▸ **Requirement**: Rewrite the records below with every "photo" changed to "image" and nothing else altered. Leave out the pictures.

▸ **Working data**:
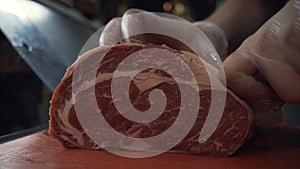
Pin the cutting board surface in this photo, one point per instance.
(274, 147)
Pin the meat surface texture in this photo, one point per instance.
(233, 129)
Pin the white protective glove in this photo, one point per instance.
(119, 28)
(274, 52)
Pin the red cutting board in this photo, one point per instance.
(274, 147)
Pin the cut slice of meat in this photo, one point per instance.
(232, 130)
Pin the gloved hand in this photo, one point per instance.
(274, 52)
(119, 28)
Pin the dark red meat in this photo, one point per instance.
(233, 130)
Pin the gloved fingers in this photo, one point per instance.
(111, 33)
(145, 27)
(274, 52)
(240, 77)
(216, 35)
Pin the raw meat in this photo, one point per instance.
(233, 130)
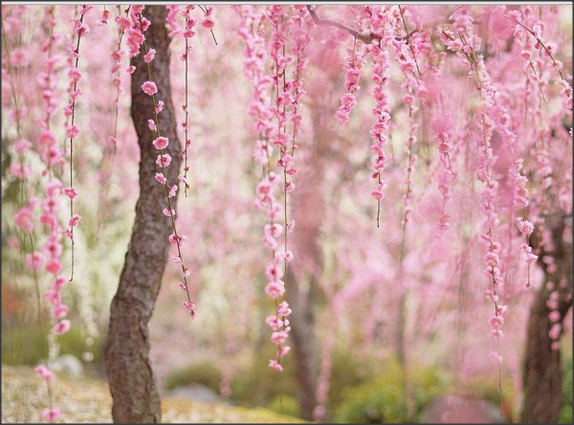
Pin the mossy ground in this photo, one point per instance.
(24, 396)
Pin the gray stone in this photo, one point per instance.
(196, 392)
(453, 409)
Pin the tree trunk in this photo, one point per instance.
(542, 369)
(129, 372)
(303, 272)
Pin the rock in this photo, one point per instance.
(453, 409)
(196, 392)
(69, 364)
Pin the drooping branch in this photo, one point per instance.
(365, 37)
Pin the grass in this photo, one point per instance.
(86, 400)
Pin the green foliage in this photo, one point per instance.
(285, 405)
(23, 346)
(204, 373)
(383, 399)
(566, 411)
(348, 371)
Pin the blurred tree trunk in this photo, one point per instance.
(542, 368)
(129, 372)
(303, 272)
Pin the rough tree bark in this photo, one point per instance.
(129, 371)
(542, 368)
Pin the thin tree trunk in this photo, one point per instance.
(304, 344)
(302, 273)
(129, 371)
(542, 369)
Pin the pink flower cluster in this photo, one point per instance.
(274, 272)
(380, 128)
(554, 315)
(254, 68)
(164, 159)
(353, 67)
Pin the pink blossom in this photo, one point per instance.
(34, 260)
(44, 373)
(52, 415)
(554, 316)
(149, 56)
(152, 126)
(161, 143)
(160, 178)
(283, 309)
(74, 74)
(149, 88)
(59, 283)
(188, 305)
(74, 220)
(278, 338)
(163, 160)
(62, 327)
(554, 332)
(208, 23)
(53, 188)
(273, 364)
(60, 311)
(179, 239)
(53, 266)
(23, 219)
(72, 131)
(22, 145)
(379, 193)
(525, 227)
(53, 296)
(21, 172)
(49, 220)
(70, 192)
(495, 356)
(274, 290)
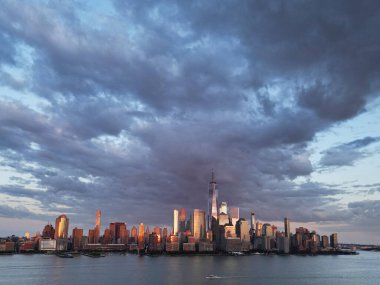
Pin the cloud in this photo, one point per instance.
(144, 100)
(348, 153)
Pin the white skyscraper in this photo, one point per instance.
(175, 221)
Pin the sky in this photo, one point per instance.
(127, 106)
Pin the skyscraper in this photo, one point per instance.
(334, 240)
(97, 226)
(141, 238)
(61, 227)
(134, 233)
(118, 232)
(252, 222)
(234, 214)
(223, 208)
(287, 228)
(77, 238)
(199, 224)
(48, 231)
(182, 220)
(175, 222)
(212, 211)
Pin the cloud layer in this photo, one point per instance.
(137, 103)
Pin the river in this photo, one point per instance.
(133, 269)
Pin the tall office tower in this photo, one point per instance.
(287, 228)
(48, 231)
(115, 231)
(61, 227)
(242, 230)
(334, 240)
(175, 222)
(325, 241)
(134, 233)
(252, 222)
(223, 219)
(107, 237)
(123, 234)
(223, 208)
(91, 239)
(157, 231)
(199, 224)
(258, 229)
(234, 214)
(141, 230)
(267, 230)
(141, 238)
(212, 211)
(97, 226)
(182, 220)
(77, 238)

▸ **Solved exercise**:
Pin the cutting board surface in this image, one point per instance.
(274, 147)
Pin the meat surface texture in this image, one point per instance.
(233, 129)
Pin the white protective glove in this image, one point per instance.
(119, 28)
(274, 52)
Pin the red cutting board in this image, one point per instance.
(274, 147)
Pin the cut slice of meat in this image, one point per instance.
(232, 130)
Pin the gloved hand in this image, one point per instance.
(274, 52)
(119, 28)
Pin the dark red meat in this image, one point per instance.
(233, 130)
Pin the gloved fingers in this image, one point per instance.
(111, 33)
(145, 27)
(274, 52)
(240, 77)
(216, 35)
Pin the raw meat in this image, one point per instance.
(233, 130)
Pin the mossy ground in this image, one point per instance.
(24, 396)
Pin the gray stone in this image, one point per instance.
(196, 392)
(453, 409)
Pin the tree trunk in this image, one point per instance.
(542, 369)
(129, 372)
(303, 272)
Pin the rock in this image, one point per instance.
(453, 409)
(196, 392)
(69, 364)
Pin the drooping branch in this image, one point per instance.
(365, 37)
Pin the grass in this image, one point per instance.
(86, 400)
Pin the green foliage in this image, one point per instance.
(285, 405)
(23, 346)
(204, 373)
(383, 399)
(566, 411)
(348, 371)
Pin the blurred tree trunk in this image, one point per instance.
(542, 368)
(129, 372)
(303, 272)
Pin the rough tree bark in this image, one point per instance.
(129, 371)
(542, 368)
Pin the thin tree trunk in this image, one point per instance.
(304, 344)
(302, 273)
(129, 371)
(542, 369)
Pin the pink flower cluster in this image, one point per instance.
(274, 272)
(380, 128)
(554, 315)
(254, 68)
(164, 159)
(353, 67)
Pin the pink blossom in this image, one point per instance.
(34, 260)
(44, 373)
(52, 415)
(554, 316)
(149, 56)
(152, 126)
(161, 143)
(160, 178)
(283, 309)
(74, 74)
(149, 88)
(59, 283)
(188, 305)
(74, 220)
(278, 338)
(163, 160)
(62, 327)
(554, 332)
(208, 23)
(53, 188)
(273, 364)
(60, 311)
(179, 239)
(53, 266)
(23, 219)
(72, 131)
(22, 145)
(379, 193)
(525, 227)
(53, 296)
(21, 172)
(49, 220)
(70, 192)
(495, 356)
(274, 290)
Pin the cloud in this image, one point per instance.
(144, 100)
(348, 153)
Pin the white skyscraper in this image, one point per instance.
(175, 221)
Pin the sky in this image, one point per instance.
(127, 106)
Pin the skyscraper in this image, one point per instance.
(334, 240)
(97, 226)
(141, 238)
(61, 227)
(134, 233)
(118, 232)
(252, 222)
(234, 214)
(223, 208)
(287, 228)
(77, 238)
(199, 224)
(48, 231)
(182, 220)
(175, 222)
(212, 211)
Pin the cloud layer in this image, one point per instance.
(137, 103)
Pin the river in this image, one point per instance.
(133, 269)
Pin the tall office tower in this image, one point per instance.
(287, 228)
(48, 231)
(115, 231)
(61, 227)
(242, 230)
(334, 240)
(175, 222)
(325, 241)
(134, 233)
(252, 222)
(223, 219)
(107, 237)
(123, 234)
(223, 208)
(91, 239)
(157, 231)
(199, 224)
(258, 229)
(234, 214)
(141, 230)
(267, 230)
(141, 238)
(212, 211)
(97, 226)
(182, 220)
(77, 238)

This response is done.